= Task goal =
Pick up the essay on value systems and the weighting of possibility below and continue it after its last sentence.

[[ Supplied passage open ]]

Friday, 6 February 2026

The Becoming of Possibility: 4 Value Systems and the Weighting of Possibility

If knowledge stabilises possibility, value explains why some stabilisations matter more than others.

This claim is deceptively simple — and routinely mishandled. Value is often treated as a kind of meaning (“what things signify to us”) or as an inner attitude (“what we care about”). From a relational ontology perspective, both moves are mistakes.

Value does not reside in minds, and it does not consist in meaning.
Value operates by weighting possibility.

Possibility Is Not Neutral

Not all possibilities are equal.

Some are encouraged, resourced, protected, and reproduced. Others are discouraged, starved, punished, or rendered invisible. This asymmetry is not semantic; it is practical and material.

Value systems are the mechanisms by which a system biases the field of possibility — making some paths easier, safer, or more likely, and others costly or fragile.

[[ Supplied passage closed ]]
[[ Data listing open ]]

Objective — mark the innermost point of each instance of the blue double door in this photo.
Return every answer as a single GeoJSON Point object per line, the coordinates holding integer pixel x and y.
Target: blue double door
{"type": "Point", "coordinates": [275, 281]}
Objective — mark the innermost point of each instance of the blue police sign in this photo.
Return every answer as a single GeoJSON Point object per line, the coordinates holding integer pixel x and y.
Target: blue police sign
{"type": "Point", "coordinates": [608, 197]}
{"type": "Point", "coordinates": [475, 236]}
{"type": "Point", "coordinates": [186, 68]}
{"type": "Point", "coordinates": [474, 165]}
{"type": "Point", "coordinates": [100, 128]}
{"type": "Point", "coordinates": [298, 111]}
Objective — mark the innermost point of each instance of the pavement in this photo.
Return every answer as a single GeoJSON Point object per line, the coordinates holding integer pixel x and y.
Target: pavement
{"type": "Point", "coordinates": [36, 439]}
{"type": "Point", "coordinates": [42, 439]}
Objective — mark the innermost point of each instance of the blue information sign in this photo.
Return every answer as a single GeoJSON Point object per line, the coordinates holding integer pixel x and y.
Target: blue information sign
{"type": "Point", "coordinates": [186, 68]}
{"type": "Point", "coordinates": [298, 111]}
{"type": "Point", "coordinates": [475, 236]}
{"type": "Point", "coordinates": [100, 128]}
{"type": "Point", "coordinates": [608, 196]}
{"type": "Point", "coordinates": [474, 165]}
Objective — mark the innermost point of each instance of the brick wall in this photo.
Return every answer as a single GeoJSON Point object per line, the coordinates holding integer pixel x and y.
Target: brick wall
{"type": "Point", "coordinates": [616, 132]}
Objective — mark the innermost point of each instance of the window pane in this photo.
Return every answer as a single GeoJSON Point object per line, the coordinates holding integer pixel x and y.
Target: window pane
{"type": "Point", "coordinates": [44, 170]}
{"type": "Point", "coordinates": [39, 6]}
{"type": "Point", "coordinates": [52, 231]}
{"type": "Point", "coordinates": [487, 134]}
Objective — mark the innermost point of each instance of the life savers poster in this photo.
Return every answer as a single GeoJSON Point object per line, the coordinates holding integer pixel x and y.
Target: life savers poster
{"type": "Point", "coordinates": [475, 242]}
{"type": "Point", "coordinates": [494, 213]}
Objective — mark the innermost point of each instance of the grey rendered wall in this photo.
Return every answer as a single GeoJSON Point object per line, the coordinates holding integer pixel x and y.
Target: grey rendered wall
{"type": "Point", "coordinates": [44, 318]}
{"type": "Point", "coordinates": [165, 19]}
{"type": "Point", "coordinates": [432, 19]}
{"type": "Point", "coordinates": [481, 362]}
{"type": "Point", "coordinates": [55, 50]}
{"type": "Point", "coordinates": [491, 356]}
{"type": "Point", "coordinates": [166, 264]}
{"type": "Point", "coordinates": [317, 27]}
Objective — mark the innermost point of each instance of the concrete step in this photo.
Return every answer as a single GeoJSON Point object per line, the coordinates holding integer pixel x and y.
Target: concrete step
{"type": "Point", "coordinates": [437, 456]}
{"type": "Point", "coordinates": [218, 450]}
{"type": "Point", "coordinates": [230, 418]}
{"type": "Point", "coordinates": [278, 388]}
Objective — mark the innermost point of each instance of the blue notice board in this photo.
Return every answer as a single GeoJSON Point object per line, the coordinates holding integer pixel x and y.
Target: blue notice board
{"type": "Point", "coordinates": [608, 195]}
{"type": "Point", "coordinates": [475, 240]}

[[ Data listing closed ]]

= Reply to the task =
What a Value System Is

A value system is a pattern of constraint that:

  • prioritises certain outcomes

  • allocates resources unevenly

  • rewards some behaviours and penalises others

  • stabilises preferred trajectories over time

Crucially, a value system need not mean anything. It only needs to function.

Biological organisms, ecosystems, economies, institutions, and technologies all exhibit value systems in this sense. None of these systems require interpretation to operate.

Value Without Meaning

This distinction matters.

Meaning is semiotic: it involves construal, differentiation, and symbolic articulation. Value is not semiotic. It does not consist in signs, interpretations, or representations.

A heart values oxygen. An economy values liquidity. An institution values compliance. A predator values successful capture.

In none of these cases is meaning required. The system does not “interpret” the world; it weights it.

Meaning may later be layered on top — especially in human systems — but value operates first, silently shaping what is possible before anything is said about it.

Social Value Systems

Social systems are saturated with value, but not reducible to belief.

Grades, salaries, reputations, legal statuses, metrics, rankings, and credentials all function as value-weighting devices. They do not describe the world; they configure trajectories.

A value system does not tell you what is true. It tells you what is rewarded.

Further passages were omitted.